#### DIRECTIVE:
Omit all images. Write out the rest of the material exactly.

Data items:
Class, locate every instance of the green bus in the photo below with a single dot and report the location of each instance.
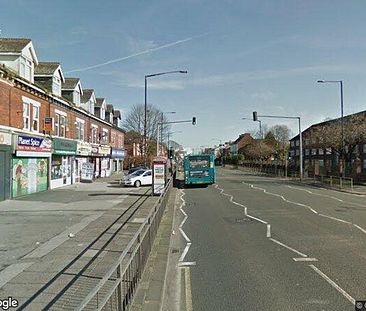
(199, 169)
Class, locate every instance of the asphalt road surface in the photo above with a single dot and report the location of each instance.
(262, 243)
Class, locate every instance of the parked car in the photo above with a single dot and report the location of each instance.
(133, 169)
(139, 178)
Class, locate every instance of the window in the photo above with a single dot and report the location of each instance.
(35, 121)
(26, 116)
(62, 126)
(104, 138)
(28, 70)
(57, 124)
(56, 86)
(93, 134)
(77, 97)
(79, 128)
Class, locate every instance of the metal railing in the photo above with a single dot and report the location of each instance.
(116, 289)
(335, 181)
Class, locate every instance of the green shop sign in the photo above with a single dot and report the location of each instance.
(63, 146)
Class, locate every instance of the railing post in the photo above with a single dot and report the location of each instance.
(119, 288)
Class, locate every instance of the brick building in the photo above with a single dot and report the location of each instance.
(49, 134)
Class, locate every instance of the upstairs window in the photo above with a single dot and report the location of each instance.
(35, 121)
(26, 116)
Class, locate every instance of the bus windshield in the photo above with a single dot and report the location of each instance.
(199, 162)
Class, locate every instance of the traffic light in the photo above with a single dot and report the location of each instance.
(255, 117)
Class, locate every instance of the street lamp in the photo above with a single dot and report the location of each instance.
(342, 120)
(145, 118)
(260, 125)
(255, 118)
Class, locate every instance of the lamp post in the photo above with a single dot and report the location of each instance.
(255, 116)
(342, 120)
(145, 118)
(260, 126)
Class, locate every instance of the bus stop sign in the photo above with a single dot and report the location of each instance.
(159, 175)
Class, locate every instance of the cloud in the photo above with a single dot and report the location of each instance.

#### RESPONSE FOR THIS EXERCISE:
Class, locate every instance of the green bus in the photo below with a single dot and report the location of each instance.
(199, 169)
Class, locate every instance of the asphalt road surface in the photo above with a single dot and report the location of each instance.
(262, 243)
Class, locate every instance of the parked car in the photo above with a single dot and report the location of each instance.
(133, 169)
(139, 178)
Class, locate every instance of the window in the photo above with a single dot and report the location of each instance.
(35, 121)
(26, 116)
(62, 126)
(104, 138)
(28, 70)
(57, 124)
(56, 86)
(93, 134)
(77, 97)
(79, 128)
Class, locate every instance of the metal railing in the photo above with a single dot and report the location of each instance.
(116, 289)
(335, 181)
Class, locate every instance of the green shop sign in the photo above with a single dot and report the location of each instance.
(63, 146)
Class, locate every instance of the railing post in the photo above with a single dot and report the location of each instance.
(119, 288)
Class, locate every instance of the brick building in the photo above with a single dot and report the location of each instance.
(49, 134)
Class, locate every instance of the upstairs window in the photo above with a single dot and report the location of each instance.
(35, 121)
(26, 116)
Class, locate every instance of the bus windshield in the photo above with a single dot and report the location of each instance.
(199, 162)
Class, locate every instance of the traffic light in the photo above with a single dot and report the location of each instance.
(255, 117)
Class, locate every instance of the street lamp in the photo above with a single dot and report the location of each instance.
(342, 120)
(145, 118)
(260, 125)
(255, 118)
Class, locate every instance of the lamp post in the photo above with a single dot and report the location of each instance.
(255, 116)
(342, 120)
(145, 118)
(260, 126)
Class, locate every instance of the bus stop sign in the photo above with a single dot and report the location of each instance.
(159, 175)
Class, locate every instance of the cloud in the photo above with a single dot and report the location of each instance.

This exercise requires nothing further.